TASK DETAILS
Copy the lines in the items below from the line containing "Mark every instance of the triangular" up to and including the line containing "[(540, 146)]", character for character.

EXTRACTED RECORDS
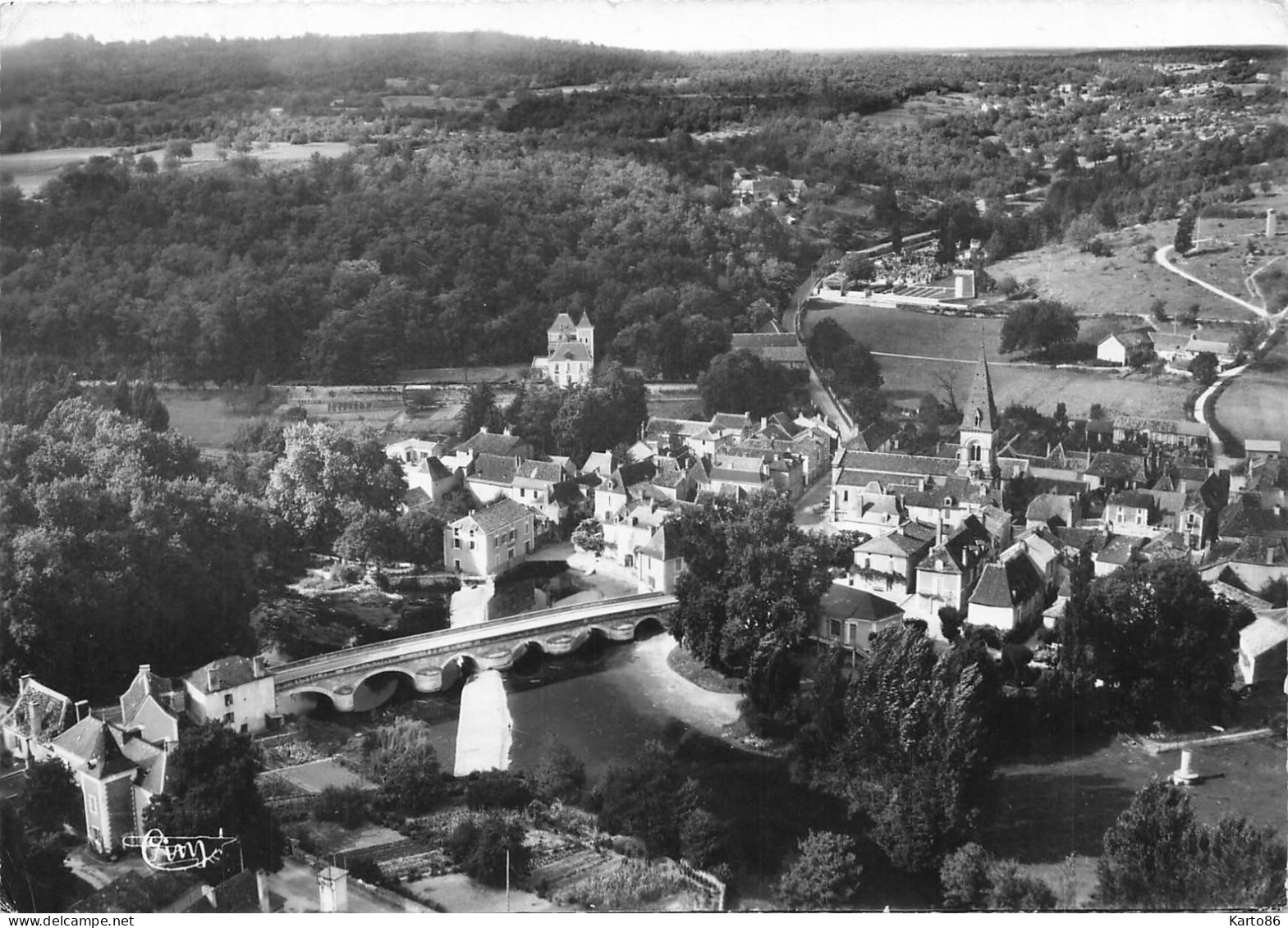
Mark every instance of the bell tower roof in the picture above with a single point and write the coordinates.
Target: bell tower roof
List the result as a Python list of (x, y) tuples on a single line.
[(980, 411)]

==

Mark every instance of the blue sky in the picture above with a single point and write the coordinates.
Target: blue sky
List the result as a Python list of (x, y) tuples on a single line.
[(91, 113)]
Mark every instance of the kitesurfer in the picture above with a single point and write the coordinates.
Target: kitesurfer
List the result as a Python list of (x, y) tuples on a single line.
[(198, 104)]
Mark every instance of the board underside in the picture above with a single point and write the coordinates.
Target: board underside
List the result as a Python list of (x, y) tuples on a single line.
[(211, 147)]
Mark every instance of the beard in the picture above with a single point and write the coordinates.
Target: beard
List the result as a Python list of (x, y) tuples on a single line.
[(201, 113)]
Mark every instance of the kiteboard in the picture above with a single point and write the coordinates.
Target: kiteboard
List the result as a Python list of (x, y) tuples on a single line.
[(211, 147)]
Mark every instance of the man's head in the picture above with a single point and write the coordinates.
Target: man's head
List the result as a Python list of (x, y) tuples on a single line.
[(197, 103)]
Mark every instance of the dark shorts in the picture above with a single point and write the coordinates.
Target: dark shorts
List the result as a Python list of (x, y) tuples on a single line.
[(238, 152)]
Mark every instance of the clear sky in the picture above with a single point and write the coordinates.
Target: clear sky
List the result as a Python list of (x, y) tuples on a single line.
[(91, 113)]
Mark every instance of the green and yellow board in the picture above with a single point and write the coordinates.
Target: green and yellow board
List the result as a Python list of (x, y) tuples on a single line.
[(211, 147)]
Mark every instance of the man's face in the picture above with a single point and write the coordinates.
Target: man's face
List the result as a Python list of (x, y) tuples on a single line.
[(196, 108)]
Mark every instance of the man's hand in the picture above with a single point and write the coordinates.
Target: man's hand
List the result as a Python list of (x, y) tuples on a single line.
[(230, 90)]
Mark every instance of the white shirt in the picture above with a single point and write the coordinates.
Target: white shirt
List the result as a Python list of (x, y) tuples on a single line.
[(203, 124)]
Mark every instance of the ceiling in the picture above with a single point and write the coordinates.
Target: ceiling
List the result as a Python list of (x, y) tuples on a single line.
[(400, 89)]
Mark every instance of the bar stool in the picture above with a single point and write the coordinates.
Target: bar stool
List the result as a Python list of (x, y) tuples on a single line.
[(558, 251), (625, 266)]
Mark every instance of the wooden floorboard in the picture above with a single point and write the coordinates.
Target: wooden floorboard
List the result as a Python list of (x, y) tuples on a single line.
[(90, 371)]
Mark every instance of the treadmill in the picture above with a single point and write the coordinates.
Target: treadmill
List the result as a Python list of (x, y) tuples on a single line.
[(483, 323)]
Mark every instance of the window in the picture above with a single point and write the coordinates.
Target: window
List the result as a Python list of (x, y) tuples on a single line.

==

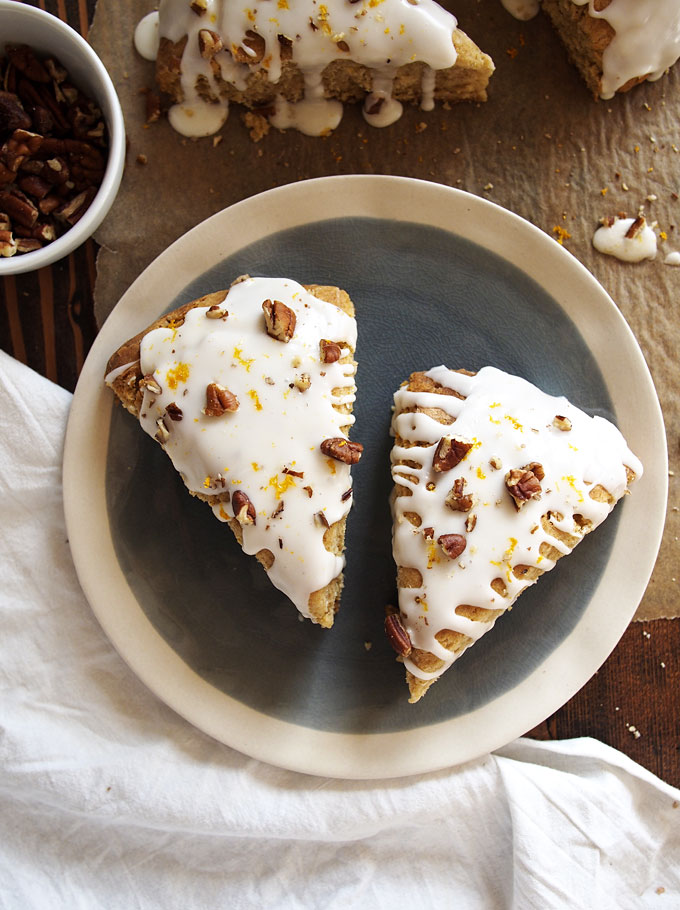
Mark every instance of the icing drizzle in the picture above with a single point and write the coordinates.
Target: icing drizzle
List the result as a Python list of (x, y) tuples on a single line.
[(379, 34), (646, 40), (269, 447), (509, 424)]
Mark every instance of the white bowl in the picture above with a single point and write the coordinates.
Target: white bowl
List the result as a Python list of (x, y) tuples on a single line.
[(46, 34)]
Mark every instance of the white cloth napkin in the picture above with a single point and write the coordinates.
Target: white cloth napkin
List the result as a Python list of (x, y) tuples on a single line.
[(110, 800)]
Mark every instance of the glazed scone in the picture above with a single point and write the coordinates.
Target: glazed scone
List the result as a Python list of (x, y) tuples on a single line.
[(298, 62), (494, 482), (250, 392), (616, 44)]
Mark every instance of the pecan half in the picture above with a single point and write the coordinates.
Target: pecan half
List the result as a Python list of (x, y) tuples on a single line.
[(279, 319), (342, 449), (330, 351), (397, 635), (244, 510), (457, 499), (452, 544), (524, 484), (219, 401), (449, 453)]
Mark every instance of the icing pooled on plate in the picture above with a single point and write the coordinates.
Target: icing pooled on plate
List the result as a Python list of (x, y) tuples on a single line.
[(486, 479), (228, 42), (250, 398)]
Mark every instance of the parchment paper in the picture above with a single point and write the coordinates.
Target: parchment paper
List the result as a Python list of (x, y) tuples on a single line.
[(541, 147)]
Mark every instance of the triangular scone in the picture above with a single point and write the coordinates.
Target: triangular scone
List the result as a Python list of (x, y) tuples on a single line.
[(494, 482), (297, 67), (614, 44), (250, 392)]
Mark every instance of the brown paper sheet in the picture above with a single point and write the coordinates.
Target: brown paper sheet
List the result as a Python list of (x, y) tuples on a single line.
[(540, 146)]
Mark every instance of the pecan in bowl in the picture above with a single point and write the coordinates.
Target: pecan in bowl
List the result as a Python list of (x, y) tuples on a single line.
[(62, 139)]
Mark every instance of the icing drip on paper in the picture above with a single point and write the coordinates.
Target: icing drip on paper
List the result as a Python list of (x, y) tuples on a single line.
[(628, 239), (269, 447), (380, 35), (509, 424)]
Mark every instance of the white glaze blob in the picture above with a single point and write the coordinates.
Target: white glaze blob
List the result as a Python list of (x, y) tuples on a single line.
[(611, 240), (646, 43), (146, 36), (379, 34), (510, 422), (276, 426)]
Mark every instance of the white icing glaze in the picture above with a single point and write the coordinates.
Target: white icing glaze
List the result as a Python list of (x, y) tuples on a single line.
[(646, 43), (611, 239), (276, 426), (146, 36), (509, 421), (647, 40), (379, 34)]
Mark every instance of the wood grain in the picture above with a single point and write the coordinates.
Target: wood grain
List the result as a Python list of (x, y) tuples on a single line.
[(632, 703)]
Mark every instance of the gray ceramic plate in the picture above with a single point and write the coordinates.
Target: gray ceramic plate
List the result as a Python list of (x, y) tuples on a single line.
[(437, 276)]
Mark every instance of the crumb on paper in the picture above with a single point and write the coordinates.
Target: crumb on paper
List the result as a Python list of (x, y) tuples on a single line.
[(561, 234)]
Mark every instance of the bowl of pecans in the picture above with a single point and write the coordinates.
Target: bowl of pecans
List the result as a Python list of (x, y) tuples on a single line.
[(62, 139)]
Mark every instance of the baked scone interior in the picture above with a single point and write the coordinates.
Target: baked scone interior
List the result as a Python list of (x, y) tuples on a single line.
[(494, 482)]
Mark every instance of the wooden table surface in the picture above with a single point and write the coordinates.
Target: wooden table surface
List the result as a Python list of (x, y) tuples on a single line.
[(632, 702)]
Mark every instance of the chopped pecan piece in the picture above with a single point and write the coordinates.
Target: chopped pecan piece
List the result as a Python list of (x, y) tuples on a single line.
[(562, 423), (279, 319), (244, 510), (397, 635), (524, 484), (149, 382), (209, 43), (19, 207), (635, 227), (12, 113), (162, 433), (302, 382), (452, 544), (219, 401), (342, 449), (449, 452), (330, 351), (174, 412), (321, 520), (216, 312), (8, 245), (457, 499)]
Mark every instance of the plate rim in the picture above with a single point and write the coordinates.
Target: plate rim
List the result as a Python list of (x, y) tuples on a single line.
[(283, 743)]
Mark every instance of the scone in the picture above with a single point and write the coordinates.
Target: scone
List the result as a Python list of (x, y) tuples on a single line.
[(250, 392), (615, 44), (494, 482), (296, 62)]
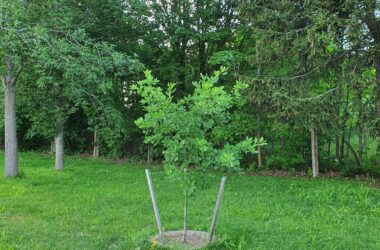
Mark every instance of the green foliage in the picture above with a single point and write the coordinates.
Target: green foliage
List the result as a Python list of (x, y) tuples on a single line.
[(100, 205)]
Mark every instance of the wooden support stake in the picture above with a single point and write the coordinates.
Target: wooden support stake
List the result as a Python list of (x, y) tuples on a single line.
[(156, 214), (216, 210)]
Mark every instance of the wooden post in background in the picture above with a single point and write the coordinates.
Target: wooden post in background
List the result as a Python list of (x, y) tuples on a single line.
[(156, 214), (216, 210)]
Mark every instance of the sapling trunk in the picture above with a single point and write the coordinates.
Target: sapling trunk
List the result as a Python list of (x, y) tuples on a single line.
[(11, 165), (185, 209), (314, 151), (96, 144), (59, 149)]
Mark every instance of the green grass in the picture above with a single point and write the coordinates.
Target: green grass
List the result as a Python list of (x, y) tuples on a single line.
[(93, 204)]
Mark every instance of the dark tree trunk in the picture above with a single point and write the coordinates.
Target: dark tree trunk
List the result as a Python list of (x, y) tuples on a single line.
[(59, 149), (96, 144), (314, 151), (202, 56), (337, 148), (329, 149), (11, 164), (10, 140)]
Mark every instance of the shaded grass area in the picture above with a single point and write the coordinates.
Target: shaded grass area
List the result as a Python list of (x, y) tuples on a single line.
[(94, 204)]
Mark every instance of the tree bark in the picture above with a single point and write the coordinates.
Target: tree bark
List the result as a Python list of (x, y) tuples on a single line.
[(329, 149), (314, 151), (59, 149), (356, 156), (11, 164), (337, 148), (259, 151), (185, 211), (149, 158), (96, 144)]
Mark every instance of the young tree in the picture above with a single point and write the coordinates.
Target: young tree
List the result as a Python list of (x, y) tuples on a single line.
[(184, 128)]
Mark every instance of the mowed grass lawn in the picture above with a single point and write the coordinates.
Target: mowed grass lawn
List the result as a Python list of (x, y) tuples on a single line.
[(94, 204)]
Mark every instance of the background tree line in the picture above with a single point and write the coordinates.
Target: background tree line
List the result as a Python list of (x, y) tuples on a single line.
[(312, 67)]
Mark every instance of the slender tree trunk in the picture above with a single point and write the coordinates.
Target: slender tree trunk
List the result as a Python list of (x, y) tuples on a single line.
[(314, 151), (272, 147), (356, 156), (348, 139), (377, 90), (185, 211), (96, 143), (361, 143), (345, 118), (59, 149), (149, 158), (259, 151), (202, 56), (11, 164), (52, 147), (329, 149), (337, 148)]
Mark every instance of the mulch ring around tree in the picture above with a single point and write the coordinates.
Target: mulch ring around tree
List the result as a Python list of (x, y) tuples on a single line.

COMPLETE OUTPUT
Mark every instance of the triangular scone in the picture above with a single point and write the coordinates.
Target: triangular scone
List the result as a Python list of (x, y) tuples on a single line.
[(494, 482), (297, 67), (614, 44), (250, 392)]
Mark every instance of the brown paper sheet in the picture above with a single point and write the coordinates.
Target: brown paper sheet
List the result as a Python list of (x, y) tuples on a single line.
[(540, 146)]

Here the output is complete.